**Work to do**
Format the lines below as a Markdown table with the columns Row and Line, numbering each row and omitting blank lines. Leave the pictures out of the table.

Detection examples
_____

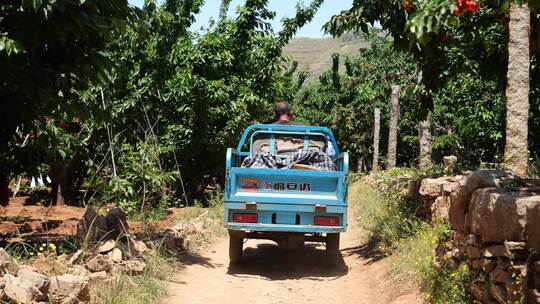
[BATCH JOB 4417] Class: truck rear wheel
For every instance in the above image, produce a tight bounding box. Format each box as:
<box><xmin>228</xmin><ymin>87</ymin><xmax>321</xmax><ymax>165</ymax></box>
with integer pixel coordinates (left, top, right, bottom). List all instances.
<box><xmin>229</xmin><ymin>230</ymin><xmax>244</xmax><ymax>263</ymax></box>
<box><xmin>326</xmin><ymin>233</ymin><xmax>340</xmax><ymax>266</ymax></box>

_____

**Finished task**
| Row | Line |
|---|---|
| 1 | [BATCH JOB 4417] Class: truck rear wheel |
| 2 | For every instance in the above image, produce a tight bounding box. Format each box as: |
| 3 | <box><xmin>228</xmin><ymin>87</ymin><xmax>321</xmax><ymax>165</ymax></box> |
| 4 | with integer pixel coordinates (left, top, right, bottom). List all instances. |
| 5 | <box><xmin>229</xmin><ymin>230</ymin><xmax>244</xmax><ymax>263</ymax></box> |
| 6 | <box><xmin>326</xmin><ymin>233</ymin><xmax>340</xmax><ymax>266</ymax></box> |